## DOCUMENT TEXT
-- Start --

Dear @Justin: Thanks! We have $$\binom{m}{\alpha}=\frac{m!}{\alpha_1!\cdots\alpha_n!}\quad,$$ but this is not needed. –  Pierre-Yves Gaillard Oct 31 '11 at 7:38

For brevity, define a basal polynomial to mean a positive integer combination of variables, $\sum_i m_ix_i$. Then the claim is equivalent to asserting that every monomial $x_1^{i_1}x_2^{i_2}\cdots x_k^{i_k}$ is a linear combination $a_1p_1^n+\cdots+a_mp_m^n$ where $n=i_1+\cdots +i_k$ and each $p_j$ is basal polynomial.

Proof by induction on $k$. The base case $k=1$ is immediate. The induction hypothesis tells us that $x_1^{i_1}\cdots x_{k-1}^{i_{k-1}}$ is a combination of $(n-i_k)$th powers of basal polynomials in $x_1$ through $x_k$, so it suffices to prove for an arbitrary such basal $p_0$ that $p_0^{n-i_k}x_k^{i_k}$ is a combination of $n$th powers of basal polynomials.

-- End --

## DIRECTIVE
Copy everything in the monomial proof from "Proof by induction" down to "of basal polynomials.", renaming "basal" to "primitive". The entries have nothing to do with this.

## DATA LISTING
-- Start --

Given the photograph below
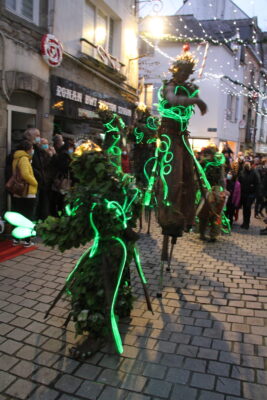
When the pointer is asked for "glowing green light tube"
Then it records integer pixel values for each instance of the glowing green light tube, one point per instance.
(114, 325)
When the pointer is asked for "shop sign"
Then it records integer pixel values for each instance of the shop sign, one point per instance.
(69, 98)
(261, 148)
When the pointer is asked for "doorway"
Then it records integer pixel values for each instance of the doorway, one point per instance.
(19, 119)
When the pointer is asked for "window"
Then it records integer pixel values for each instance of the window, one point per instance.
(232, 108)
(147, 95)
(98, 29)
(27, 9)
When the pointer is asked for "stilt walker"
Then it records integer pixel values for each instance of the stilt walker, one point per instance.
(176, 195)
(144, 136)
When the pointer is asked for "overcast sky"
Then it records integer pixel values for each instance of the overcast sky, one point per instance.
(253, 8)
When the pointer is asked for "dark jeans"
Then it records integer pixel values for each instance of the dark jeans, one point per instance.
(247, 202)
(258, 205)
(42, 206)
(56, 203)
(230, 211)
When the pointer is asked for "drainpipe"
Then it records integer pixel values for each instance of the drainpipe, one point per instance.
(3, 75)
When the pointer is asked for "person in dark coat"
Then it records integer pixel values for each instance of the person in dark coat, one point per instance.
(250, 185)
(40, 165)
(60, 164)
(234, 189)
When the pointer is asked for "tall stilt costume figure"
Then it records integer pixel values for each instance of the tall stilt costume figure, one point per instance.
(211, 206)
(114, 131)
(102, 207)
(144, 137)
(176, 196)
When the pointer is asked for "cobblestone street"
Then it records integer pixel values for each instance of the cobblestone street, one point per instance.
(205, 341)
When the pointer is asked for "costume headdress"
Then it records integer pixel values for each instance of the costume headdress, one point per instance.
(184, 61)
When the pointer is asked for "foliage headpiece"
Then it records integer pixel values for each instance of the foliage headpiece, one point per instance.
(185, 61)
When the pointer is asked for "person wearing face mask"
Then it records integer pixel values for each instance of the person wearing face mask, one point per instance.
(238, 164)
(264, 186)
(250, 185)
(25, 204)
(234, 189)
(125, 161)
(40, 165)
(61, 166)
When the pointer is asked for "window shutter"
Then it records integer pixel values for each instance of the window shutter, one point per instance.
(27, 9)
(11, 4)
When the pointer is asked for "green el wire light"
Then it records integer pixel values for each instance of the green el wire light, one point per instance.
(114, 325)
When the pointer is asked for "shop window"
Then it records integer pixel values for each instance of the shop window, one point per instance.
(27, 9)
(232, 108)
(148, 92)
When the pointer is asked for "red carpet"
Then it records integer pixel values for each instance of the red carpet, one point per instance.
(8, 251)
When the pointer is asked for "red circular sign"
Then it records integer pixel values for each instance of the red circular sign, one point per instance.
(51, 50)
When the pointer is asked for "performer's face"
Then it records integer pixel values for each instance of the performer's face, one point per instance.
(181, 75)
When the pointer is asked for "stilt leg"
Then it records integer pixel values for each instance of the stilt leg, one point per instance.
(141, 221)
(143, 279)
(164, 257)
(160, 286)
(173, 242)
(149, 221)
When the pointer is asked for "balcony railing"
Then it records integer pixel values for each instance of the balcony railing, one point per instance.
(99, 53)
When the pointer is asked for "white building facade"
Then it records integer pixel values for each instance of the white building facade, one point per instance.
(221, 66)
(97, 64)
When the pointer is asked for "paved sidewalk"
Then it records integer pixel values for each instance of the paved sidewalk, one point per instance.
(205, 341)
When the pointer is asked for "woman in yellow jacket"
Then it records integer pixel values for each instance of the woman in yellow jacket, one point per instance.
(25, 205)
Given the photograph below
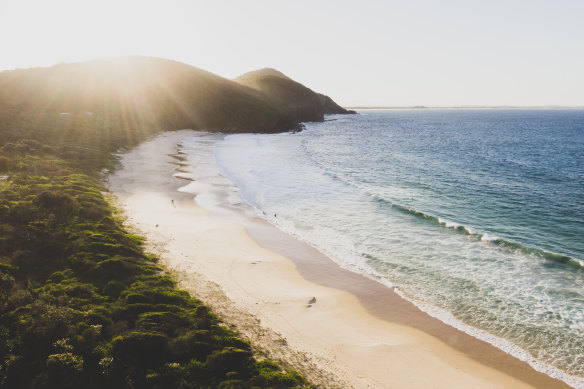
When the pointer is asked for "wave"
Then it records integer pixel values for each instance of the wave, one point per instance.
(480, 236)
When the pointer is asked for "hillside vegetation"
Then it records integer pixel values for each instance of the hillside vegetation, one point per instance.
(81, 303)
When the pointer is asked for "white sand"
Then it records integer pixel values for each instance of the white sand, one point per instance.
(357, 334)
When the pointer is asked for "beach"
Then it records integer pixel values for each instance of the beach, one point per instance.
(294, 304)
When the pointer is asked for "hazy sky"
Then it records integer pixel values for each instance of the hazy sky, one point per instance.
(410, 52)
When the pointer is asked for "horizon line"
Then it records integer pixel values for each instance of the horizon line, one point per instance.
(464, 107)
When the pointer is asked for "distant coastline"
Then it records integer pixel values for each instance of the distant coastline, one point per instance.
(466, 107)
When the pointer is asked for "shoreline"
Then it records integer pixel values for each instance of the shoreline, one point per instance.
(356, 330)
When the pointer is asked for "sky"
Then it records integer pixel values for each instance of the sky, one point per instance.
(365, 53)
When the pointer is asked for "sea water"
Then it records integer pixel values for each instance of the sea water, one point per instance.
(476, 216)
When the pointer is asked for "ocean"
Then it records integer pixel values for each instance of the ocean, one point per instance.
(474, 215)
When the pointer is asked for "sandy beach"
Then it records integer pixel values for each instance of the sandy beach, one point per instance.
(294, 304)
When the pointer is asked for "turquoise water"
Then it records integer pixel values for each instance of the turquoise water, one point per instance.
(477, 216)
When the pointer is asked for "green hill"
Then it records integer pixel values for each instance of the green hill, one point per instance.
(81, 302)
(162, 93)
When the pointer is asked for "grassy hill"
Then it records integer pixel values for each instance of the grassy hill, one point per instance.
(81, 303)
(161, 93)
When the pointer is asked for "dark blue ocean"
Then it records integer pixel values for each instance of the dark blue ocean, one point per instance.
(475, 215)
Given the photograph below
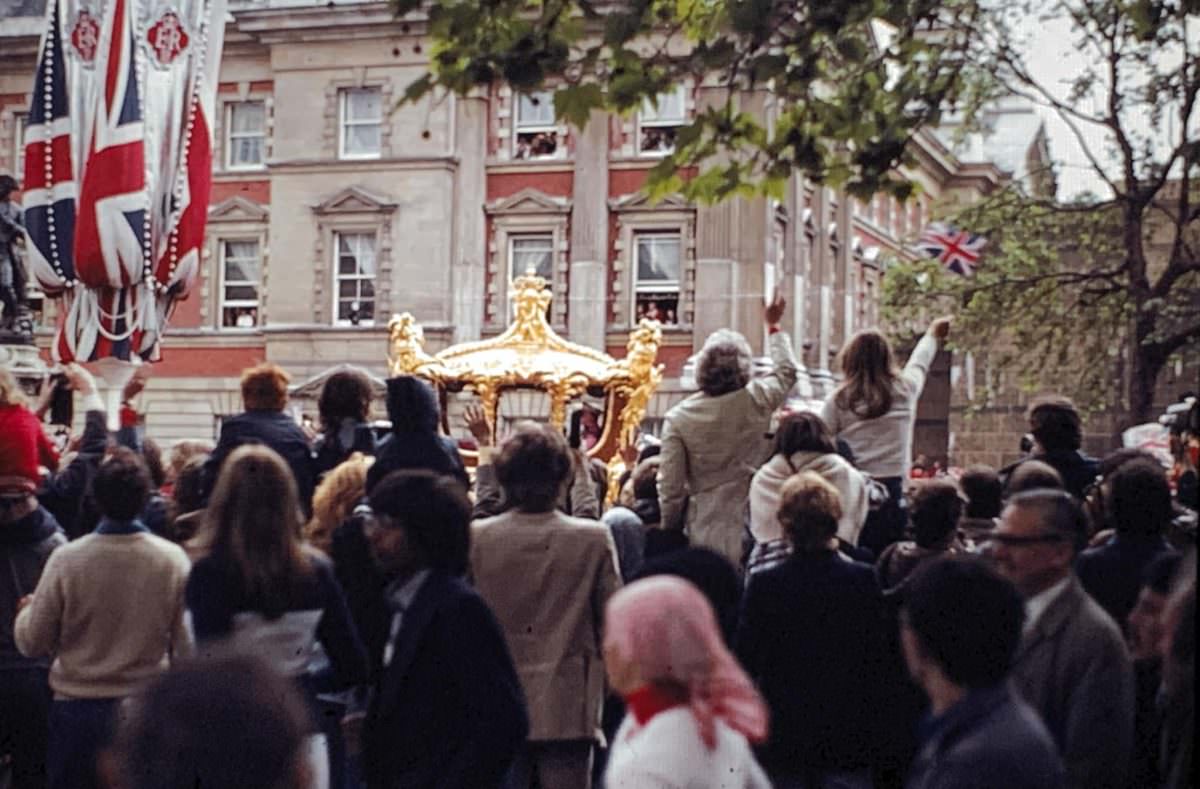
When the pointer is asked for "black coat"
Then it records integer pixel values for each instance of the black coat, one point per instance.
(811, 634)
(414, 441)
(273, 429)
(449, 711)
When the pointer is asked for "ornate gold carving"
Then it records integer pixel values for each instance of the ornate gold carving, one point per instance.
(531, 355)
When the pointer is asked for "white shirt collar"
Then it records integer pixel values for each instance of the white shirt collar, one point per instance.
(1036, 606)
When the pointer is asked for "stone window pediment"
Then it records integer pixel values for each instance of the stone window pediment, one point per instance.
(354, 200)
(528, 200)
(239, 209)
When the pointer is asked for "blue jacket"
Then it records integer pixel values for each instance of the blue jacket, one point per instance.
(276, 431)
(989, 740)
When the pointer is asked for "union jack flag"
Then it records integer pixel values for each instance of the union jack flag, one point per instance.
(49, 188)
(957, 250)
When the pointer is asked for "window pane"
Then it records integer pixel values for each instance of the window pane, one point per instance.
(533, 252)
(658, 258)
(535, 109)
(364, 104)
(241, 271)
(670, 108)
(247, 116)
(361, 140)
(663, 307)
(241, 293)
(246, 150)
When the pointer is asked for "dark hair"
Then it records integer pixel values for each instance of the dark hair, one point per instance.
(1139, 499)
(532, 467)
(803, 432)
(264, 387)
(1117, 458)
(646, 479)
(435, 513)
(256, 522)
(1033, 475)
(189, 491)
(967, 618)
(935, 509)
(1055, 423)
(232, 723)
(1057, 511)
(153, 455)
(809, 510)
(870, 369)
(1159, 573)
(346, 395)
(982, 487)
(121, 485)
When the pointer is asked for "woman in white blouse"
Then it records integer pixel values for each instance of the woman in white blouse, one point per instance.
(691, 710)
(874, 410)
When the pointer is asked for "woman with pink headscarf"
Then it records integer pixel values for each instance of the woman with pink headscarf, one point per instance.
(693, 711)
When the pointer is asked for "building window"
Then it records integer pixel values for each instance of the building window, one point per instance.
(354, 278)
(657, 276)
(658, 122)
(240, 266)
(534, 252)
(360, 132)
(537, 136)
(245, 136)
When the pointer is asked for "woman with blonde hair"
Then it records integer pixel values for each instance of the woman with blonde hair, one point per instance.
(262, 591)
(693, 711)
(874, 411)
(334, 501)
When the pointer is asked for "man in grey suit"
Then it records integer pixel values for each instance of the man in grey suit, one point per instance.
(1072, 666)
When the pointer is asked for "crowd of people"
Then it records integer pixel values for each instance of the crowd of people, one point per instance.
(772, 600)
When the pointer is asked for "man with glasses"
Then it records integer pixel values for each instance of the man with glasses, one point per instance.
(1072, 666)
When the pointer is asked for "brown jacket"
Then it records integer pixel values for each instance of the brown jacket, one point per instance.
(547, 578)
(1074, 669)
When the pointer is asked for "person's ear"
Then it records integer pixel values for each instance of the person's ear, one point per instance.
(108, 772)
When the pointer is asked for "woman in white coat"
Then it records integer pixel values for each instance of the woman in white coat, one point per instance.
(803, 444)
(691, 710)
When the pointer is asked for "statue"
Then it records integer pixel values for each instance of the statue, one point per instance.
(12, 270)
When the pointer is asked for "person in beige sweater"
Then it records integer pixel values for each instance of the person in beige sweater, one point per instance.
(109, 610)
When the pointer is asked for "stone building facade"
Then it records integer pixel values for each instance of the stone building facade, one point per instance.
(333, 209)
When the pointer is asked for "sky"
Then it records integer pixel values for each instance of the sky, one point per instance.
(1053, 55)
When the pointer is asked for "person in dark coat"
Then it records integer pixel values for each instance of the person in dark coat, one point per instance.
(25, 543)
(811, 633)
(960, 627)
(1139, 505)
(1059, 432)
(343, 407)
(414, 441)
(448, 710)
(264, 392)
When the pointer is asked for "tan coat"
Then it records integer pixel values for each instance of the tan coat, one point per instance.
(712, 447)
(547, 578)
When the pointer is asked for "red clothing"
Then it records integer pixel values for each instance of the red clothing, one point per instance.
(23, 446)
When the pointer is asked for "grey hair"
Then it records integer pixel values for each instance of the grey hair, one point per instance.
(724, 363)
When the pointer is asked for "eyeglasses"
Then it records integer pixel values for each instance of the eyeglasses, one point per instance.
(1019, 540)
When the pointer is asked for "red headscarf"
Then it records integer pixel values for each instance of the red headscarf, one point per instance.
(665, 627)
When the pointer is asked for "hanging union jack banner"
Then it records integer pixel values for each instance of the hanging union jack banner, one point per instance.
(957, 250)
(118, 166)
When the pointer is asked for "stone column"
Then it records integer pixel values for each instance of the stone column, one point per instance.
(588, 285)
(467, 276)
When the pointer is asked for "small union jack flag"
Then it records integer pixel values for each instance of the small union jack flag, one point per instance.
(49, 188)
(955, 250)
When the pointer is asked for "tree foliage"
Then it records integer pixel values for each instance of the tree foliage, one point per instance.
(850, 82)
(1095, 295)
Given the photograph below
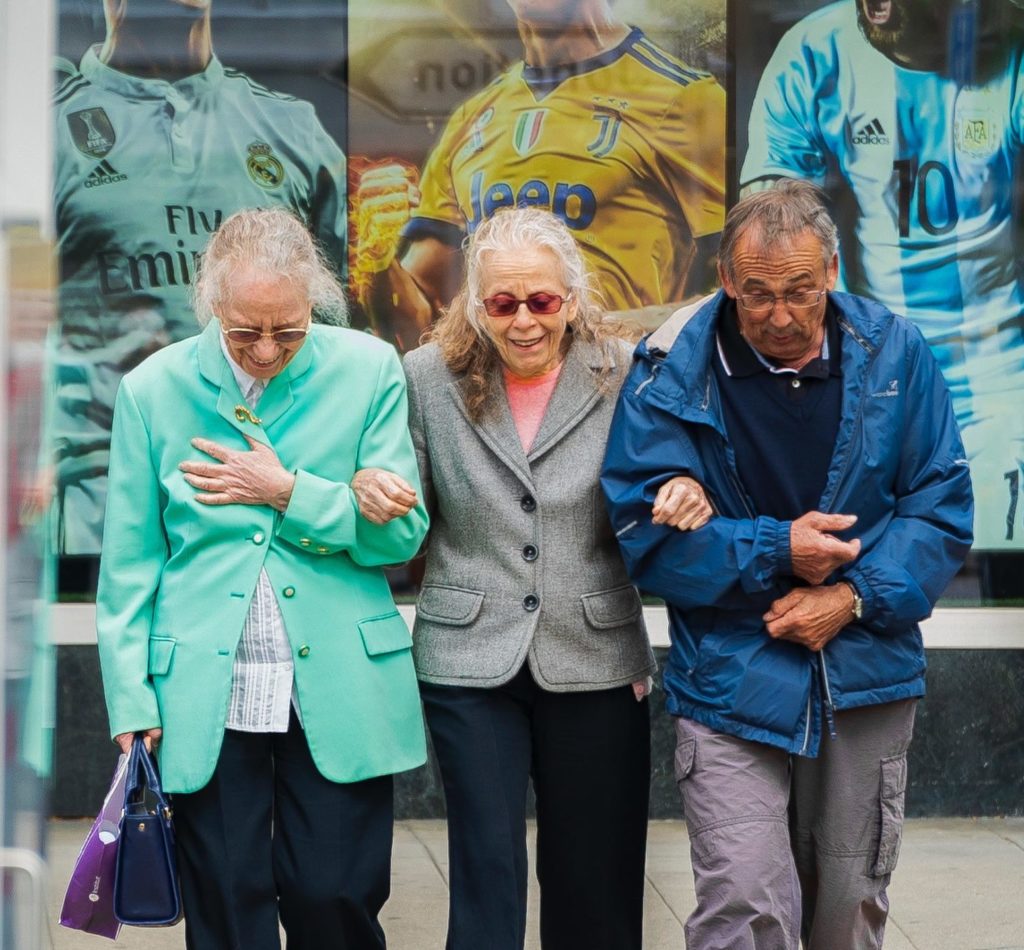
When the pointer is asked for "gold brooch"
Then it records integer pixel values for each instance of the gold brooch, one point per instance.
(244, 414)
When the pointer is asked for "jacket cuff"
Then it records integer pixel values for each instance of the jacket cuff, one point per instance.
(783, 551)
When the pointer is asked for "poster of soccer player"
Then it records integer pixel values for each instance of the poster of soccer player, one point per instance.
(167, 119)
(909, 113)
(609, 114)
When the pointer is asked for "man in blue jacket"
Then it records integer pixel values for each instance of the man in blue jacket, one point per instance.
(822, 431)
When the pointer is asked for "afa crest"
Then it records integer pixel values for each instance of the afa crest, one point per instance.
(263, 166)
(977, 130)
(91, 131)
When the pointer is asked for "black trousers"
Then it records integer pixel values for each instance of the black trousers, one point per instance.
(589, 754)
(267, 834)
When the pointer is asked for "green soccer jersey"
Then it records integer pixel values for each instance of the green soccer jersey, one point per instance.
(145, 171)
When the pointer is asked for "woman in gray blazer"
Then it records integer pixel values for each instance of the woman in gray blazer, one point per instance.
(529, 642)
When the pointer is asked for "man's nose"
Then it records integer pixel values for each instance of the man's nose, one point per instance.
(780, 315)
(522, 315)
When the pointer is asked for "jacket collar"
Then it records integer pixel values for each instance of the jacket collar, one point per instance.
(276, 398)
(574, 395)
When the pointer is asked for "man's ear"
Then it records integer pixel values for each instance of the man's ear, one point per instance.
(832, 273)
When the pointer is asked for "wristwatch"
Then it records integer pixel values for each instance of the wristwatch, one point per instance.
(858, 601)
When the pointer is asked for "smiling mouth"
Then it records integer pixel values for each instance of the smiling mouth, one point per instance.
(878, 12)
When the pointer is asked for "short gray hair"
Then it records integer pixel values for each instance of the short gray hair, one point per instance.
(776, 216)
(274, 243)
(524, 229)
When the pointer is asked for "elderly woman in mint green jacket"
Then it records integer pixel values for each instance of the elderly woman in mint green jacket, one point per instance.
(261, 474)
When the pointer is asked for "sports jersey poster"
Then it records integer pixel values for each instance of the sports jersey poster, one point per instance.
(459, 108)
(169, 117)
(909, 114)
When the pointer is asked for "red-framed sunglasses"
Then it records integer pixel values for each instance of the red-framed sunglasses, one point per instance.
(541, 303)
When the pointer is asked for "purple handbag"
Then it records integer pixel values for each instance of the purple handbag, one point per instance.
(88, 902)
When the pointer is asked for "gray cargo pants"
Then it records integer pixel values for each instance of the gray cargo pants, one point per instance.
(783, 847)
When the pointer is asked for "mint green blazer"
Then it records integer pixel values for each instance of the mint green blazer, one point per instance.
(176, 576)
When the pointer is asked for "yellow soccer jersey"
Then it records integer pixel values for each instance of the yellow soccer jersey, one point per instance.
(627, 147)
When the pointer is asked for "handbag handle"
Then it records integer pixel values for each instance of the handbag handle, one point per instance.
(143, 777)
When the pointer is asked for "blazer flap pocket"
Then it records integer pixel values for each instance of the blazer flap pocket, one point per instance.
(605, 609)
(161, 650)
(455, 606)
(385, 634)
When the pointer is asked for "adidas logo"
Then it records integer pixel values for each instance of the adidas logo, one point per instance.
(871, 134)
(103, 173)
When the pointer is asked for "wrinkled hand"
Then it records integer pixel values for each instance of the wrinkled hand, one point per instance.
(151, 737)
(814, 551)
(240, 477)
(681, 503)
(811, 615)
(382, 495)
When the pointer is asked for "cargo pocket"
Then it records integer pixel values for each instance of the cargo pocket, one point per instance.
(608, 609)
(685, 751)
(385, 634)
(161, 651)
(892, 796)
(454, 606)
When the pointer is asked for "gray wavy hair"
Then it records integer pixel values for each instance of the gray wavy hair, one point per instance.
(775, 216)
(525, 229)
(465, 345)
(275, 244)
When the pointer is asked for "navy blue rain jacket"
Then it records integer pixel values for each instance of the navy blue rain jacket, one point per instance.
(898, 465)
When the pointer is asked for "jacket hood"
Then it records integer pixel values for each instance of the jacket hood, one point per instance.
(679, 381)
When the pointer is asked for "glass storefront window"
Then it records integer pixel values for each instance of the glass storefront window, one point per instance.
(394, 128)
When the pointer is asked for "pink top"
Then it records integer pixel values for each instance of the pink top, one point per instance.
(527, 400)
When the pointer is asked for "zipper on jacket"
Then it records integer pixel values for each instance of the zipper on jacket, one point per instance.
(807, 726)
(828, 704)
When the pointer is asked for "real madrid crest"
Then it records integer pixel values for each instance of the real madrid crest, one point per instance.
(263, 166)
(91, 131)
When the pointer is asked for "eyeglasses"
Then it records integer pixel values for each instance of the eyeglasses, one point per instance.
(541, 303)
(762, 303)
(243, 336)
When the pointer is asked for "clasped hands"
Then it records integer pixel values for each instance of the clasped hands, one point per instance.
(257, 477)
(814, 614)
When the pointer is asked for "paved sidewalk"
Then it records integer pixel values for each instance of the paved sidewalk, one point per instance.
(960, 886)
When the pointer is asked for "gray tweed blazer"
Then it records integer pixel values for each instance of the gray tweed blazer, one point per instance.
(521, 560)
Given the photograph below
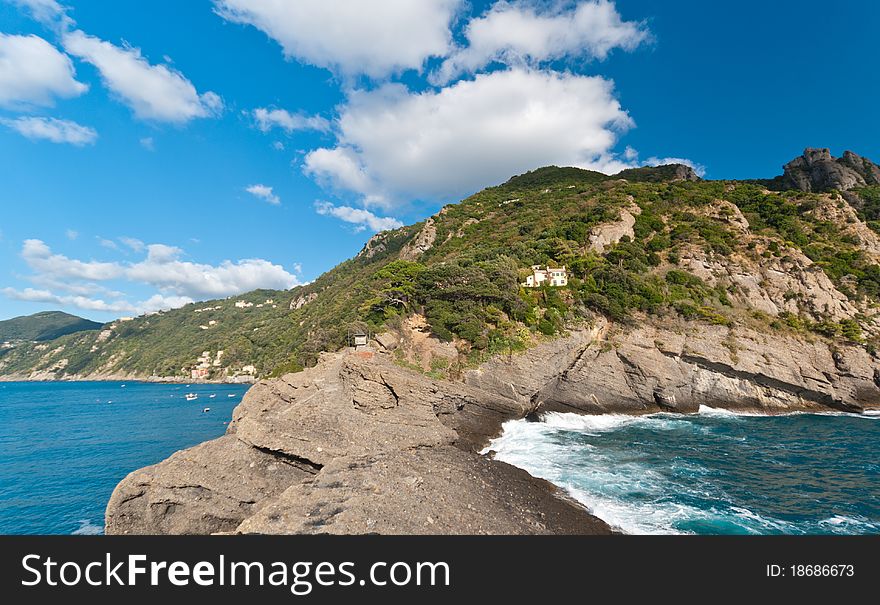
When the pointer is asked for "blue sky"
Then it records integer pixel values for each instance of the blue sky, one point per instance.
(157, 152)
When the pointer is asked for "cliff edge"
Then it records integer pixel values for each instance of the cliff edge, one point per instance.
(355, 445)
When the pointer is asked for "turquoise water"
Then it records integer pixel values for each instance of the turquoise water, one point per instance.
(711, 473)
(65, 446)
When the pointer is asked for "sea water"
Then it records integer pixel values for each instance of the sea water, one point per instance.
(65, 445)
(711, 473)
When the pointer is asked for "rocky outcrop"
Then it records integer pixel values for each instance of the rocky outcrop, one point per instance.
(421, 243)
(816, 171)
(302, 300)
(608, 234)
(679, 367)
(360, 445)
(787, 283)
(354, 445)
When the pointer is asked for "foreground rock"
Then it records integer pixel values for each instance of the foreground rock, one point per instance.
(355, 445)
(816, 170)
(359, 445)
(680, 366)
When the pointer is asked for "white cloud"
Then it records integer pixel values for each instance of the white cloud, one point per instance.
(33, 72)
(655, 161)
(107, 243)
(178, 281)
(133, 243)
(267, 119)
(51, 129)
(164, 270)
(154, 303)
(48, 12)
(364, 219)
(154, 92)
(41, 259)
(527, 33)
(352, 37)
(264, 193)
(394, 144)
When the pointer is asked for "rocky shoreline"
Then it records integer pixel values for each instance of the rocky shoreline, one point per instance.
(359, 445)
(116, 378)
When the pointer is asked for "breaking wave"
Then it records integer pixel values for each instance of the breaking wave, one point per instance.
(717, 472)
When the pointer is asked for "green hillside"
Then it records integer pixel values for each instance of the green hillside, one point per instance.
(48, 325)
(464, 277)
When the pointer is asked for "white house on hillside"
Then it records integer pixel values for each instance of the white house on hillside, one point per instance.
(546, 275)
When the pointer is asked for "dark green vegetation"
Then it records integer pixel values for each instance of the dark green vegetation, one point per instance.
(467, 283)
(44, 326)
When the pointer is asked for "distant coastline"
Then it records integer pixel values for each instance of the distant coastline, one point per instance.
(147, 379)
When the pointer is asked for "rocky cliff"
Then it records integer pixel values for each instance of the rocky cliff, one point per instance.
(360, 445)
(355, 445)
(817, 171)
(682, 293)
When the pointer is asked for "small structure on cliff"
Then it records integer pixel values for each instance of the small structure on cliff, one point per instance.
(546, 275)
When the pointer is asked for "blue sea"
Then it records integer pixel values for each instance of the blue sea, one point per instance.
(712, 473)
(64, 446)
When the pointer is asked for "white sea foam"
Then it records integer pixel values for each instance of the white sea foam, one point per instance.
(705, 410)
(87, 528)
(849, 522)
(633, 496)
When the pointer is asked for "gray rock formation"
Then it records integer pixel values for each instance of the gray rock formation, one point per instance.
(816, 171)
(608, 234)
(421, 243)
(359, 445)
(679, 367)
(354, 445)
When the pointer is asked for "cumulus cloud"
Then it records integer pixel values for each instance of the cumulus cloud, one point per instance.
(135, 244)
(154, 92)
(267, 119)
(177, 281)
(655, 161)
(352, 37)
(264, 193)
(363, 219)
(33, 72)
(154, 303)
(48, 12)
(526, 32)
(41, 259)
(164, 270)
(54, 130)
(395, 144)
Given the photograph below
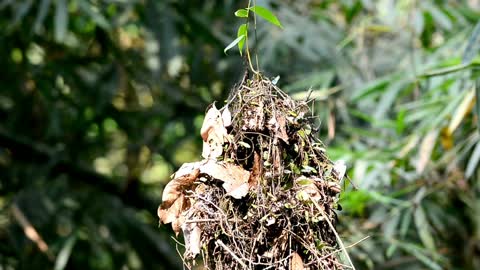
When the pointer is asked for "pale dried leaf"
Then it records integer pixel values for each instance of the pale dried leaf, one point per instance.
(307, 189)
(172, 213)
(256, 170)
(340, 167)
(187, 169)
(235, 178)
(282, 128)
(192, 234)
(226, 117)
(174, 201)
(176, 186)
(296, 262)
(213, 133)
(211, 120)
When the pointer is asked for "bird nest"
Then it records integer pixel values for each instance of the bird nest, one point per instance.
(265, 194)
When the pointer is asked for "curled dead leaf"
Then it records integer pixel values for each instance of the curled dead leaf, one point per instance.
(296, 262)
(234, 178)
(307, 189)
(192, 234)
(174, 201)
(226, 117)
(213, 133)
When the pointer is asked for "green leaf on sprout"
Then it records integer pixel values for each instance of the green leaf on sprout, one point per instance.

-- End --

## RESULT BELOW
Proof by induction on $k$. The base case $k=1$ is immediate. The induction hypothesis tells us that $x_1^{i_1}\cdots x_{k-1}^{i_{k-1}}$ is a combination of $(n-i_k)$th powers of primitive polynomials in $x_1$ through $x_k$, so it suffices to prove for an arbitrary such primitive $p_0$ that $p_0^{n-i_k}x_k^{i_k}$ is a combination of $n$th powers of primitive polynomials.